— START OF Data provided —

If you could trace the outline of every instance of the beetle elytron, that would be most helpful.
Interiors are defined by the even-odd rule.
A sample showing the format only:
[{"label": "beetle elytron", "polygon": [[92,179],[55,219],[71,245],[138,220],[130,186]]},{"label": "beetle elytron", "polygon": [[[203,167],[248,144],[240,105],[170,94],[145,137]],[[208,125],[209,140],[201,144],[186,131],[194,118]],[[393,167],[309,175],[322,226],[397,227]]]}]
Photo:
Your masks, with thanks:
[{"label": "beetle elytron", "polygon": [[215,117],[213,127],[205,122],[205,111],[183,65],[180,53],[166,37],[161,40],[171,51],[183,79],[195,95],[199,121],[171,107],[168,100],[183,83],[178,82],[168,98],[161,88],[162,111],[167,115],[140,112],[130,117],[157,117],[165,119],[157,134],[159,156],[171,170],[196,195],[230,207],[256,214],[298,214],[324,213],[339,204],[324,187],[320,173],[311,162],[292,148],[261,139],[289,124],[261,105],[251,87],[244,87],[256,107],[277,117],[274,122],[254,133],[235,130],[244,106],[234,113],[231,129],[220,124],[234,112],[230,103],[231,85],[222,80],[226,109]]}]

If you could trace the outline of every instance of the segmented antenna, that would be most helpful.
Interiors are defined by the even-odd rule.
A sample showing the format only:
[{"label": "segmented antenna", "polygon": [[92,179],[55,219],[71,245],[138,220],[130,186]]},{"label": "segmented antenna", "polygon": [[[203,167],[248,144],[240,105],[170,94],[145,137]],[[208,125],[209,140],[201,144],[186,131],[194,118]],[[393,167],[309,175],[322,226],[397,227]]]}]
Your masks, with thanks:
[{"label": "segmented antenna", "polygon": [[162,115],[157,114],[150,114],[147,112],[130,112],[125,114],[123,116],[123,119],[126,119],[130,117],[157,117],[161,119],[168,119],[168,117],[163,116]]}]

— END OF Data provided —

■ **Your task**
Copy all the items above word for word, keeping every line in its original order.

■ **Exercise solution**
If you could trace the outline of every instance of the beetle elytron, that would be most helpful.
Interiors are defined by the even-odd rule.
A sample showing the format only:
[{"label": "beetle elytron", "polygon": [[92,179],[55,219],[71,245],[138,220],[130,186]]},{"label": "beetle elytron", "polygon": [[[203,167],[248,144],[240,105],[170,94],[145,137]],[[208,125],[209,140],[201,144],[186,131],[194,118]],[[393,167],[309,175],[322,226],[397,227]]]}]
Photo:
Your masks, with thanks:
[{"label": "beetle elytron", "polygon": [[215,117],[213,127],[205,122],[205,111],[183,65],[180,53],[166,37],[161,40],[171,51],[183,79],[195,95],[199,121],[171,107],[168,100],[183,83],[178,82],[168,98],[161,88],[162,111],[167,115],[140,112],[130,117],[157,117],[165,119],[157,134],[159,156],[171,170],[196,195],[230,207],[256,214],[298,214],[324,213],[339,204],[324,187],[320,173],[311,162],[292,148],[261,139],[289,124],[261,105],[251,87],[244,87],[256,107],[277,117],[274,122],[254,133],[235,130],[244,106],[234,113],[231,129],[220,124],[234,112],[230,103],[231,85],[222,80],[226,109]]}]

If you could trace the outline of every instance of the segmented antenna, that would be most helpful.
Interiors are defined by the even-odd rule.
A sample showing the format only:
[{"label": "segmented antenna", "polygon": [[92,179],[55,219],[71,245],[138,220],[130,186]]},{"label": "segmented antenna", "polygon": [[[203,167],[248,144],[240,105],[170,94],[145,137]],[[208,125],[209,140],[201,144],[186,131],[194,118]],[[393,167],[309,175],[322,226],[397,227]]]}]
Your masks, with thanks:
[{"label": "segmented antenna", "polygon": [[162,115],[157,114],[150,114],[147,112],[130,112],[125,114],[123,116],[123,119],[126,119],[130,117],[157,117],[161,119],[168,119],[168,117],[163,116]]}]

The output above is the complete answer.